* PROBLEM TO SOLVE
Once the pictures have been excluded, set down each remaining entry word for word.

* TASK DATA
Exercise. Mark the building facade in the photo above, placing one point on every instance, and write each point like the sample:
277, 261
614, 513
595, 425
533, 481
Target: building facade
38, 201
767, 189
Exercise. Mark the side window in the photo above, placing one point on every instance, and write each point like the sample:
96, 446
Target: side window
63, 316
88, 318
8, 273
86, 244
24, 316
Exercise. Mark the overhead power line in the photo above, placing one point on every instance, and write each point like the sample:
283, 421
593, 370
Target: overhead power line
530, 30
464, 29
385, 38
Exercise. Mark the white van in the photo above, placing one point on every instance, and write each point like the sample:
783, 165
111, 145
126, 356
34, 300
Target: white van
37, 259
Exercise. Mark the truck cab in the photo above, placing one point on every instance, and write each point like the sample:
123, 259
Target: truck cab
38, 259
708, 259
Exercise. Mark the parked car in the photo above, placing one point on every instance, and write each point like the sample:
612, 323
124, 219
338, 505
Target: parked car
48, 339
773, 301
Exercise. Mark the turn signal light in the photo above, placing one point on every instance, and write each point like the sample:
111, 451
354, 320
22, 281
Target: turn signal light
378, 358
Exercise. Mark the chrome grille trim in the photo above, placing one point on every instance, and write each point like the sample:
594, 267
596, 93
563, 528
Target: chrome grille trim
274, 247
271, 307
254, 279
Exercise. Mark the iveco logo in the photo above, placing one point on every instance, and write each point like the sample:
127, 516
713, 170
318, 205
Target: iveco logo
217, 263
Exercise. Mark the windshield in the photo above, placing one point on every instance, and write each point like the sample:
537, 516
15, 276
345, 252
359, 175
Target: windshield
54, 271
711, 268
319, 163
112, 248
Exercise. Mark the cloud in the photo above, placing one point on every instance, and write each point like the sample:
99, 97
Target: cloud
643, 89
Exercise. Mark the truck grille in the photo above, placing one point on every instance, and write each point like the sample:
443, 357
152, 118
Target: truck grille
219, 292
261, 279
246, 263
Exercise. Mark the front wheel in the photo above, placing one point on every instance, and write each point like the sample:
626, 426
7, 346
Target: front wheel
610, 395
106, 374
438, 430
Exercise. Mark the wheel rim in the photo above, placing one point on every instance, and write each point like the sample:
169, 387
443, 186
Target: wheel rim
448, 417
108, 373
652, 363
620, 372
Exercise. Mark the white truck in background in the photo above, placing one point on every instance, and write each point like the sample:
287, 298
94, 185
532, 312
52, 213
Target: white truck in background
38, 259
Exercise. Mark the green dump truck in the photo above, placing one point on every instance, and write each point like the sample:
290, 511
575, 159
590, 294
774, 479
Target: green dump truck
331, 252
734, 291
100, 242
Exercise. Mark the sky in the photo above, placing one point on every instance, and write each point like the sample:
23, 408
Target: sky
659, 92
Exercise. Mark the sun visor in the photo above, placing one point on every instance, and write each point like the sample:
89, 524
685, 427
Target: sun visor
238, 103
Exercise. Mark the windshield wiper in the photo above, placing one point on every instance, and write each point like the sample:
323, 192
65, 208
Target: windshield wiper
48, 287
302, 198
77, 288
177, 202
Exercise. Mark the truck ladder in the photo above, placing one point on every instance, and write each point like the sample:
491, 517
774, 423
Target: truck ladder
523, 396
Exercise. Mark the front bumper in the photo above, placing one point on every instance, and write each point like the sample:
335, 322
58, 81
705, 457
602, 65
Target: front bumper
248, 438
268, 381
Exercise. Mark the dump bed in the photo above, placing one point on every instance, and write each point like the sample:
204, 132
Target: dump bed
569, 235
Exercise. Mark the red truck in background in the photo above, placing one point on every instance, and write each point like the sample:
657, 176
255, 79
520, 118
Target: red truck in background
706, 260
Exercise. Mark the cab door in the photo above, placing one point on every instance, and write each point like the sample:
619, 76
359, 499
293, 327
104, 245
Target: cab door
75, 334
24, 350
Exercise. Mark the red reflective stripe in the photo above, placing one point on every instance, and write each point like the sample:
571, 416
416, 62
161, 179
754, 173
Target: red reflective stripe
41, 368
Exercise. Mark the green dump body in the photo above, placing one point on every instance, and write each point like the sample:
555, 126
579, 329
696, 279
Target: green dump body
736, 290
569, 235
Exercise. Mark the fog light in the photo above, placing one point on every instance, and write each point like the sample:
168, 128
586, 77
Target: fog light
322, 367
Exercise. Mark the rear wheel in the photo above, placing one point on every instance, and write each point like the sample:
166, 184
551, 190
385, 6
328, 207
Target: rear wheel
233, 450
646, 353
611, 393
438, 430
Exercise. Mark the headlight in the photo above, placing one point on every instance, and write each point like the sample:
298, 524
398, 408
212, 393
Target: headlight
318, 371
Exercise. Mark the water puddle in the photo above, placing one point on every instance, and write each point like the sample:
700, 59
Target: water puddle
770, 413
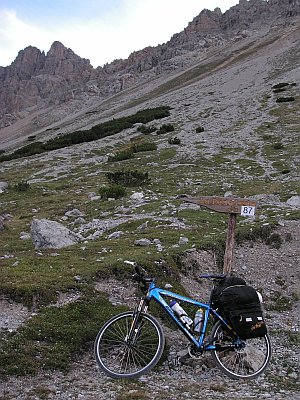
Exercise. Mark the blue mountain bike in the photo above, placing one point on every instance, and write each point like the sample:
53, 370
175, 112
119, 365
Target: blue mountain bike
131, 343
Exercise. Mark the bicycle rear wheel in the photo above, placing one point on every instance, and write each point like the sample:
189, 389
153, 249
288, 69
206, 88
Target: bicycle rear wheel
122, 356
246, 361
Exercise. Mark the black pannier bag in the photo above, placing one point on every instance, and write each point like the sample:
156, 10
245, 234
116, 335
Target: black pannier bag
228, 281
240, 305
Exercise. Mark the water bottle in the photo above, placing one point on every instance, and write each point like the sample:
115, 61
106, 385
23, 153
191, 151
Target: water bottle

* RESULT OF THE TASK
Exercise. Mark the building facade in the photo above, placing one point on every instance, and write each point like the sample:
277, 261
614, 513
595, 425
533, 481
Target: building facade
38, 201
767, 189
Exercise. Mark the side window in the photo above, placing one point on every instance, and write each point like the sample:
96, 446
Target: side window
63, 316
88, 318
8, 273
86, 244
24, 316
Exercise. Mark the overhead power line in the photo above, placing one point on every instance, and write each point like the sample:
283, 421
593, 370
Target: overhead power line
530, 30
464, 29
385, 38
Exercise. Mark the white van in the photo above, placing one point on every instance, and write each point like the sample:
783, 165
111, 145
126, 356
34, 300
Target: white van
37, 259
Exercise. Mark the truck cab in the photo above, placing one point on every instance, and write each point like the sample:
123, 259
Target: truck cab
38, 259
708, 259
Exercise. Mark the parked car in the photo above, placing one point on every instance, and write each point like the sample:
612, 323
124, 219
338, 505
Target: parked car
48, 339
773, 301
Exercise. Mark the turn signal light in the photo above, placing one point on every instance, and write each point like the sample:
111, 451
354, 320
22, 281
Target: turn signal light
378, 358
Exercise. Mark the chrome grille trim in the photo above, placing one point on every instance, and write each point like the sample:
594, 267
596, 93
563, 528
Target: chrome grille trim
274, 247
271, 307
254, 279
Exercise. Mark the iveco logo in the photo above, placing one point on every instance, and write each point like the sample:
127, 516
713, 170
318, 205
Target: iveco logo
217, 263
Exercise. Mark the windshield in the photo above, placing one point on every instance, and write each point like the sample:
537, 516
15, 276
345, 252
359, 175
Target: windshield
54, 271
711, 268
319, 163
112, 248
Exercise. Mark the cloud in the photo above, placing one point on every instance, and write each point like the sample:
99, 97
Target: cloud
643, 89
Exercise. Mark the truck grille in the photo above, placing one point on every instance, and write each point like the sample:
443, 357
152, 118
Target: truck grille
219, 292
261, 279
246, 263
Exercise. Mark the front wheel in the photo above, placing one point on every instance, and write each point like the sample:
626, 426
7, 346
Target: front wheel
610, 395
106, 374
438, 430
Exercise. Mark the wheel rim in the photo above, placing one point on every instance, and write each point like the sample:
169, 387
443, 186
Target: wheel rim
448, 417
108, 373
652, 363
620, 372
Exercise. Mark the white truck in background in the photo above, placing one point on every instance, and write each point like the sample:
287, 298
94, 185
532, 312
52, 213
Target: white truck in background
38, 259
Exercise. Mark the green dump truck in the photo above, placing one point on every instance, and write each point like the sample:
290, 511
575, 159
590, 294
774, 479
Target: green dump truck
331, 252
734, 291
100, 242
Exercise. Mark the sky in the photo above, placing one point on every instance, and write each point like the sample:
23, 408
Target: sky
659, 92
Exercise. Mark the sun visor in the photo above, placing one point on every instance, and write each point like the sample:
89, 524
685, 427
Target: sun visor
238, 103
Exercise. Mark the windshield wiper in the photo above, placing one point on every instance, and write each point like the sample:
323, 192
65, 208
Target: windshield wiper
48, 287
302, 198
77, 288
177, 202
Exercise. Mark the truck ladder in the photo above, placing one point on every instance, and write each point like the sample:
491, 517
774, 423
Target: truck ladder
523, 396
Exercise. Mark the front bumper in the photo above, placing one point on every instance, and write each point like the sample:
335, 322
58, 81
705, 457
602, 65
Target: front bumper
248, 438
268, 381
Exercise. Mark the dump bed in the photo above, placing one point on every instance, and write each point like the sample:
204, 132
Target: dump bed
569, 235
Exercise. Mark the red truck in background in the photo above, placing one point on every instance, and write each point like the sample:
657, 176
255, 79
520, 118
Target: red truck in background
706, 260
Exercise. Mark the cab door in the photo above, placing one point on every instance, and write each point like the sample:
619, 76
359, 499
293, 327
104, 245
Target: cab door
75, 334
24, 350
Exercise. Mark the red reflective stripe in the photo above, placing one point on every instance, and write each point like the sample:
571, 416
416, 62
161, 179
754, 173
Target: red reflective stripe
41, 368
Exercise. Mark the green dump body in the photo above, placing one point on every instance, and write each point like the sample:
555, 126
579, 329
696, 279
Target: green dump body
736, 290
569, 235
Exercise. Mark the fog light in the photo above, placing one point on every instance, and write each point like the sample:
168, 128
586, 77
Target: fog light
322, 367
Exercise. Mark the rear wheel in the photo above, placing one point on every instance, and write each point like the sample:
166, 184
551, 190
385, 6
328, 207
Target: rear wheel
233, 450
646, 353
611, 393
438, 430
Exercise. Mark the headlight in the photo above, placing one point on every instance, and write each point like the sample:
298, 524
398, 408
212, 393
Target: headlight
318, 371
Exercise. Mark the water puddle in the photo above, placing one point on every instance, and write each point like the sample:
700, 59
Target: water puddle
770, 413
Exercise. Mark the blue mountain bike in the photo above, placing one point on every instance, and write each point like the sample:
53, 370
175, 112
119, 365
Target: blue mountain bike
131, 343
Exercise. Mark the bicycle rear wheel in the photo above, placing one point on every instance, and write each point like the sample:
189, 389
153, 249
288, 69
206, 88
Target: bicycle rear wheel
122, 356
246, 361
Exercise. Mark the black pannier bag in the photo above, placing one point on every instance, and write each point like the sample:
156, 10
245, 234
116, 335
Target: black pannier bag
228, 281
240, 305
Exercise. Mark the water bottle in the photo above, placing one point on every instance, and write each point like the sample:
115, 61
106, 385
23, 153
191, 151
Target: water bottle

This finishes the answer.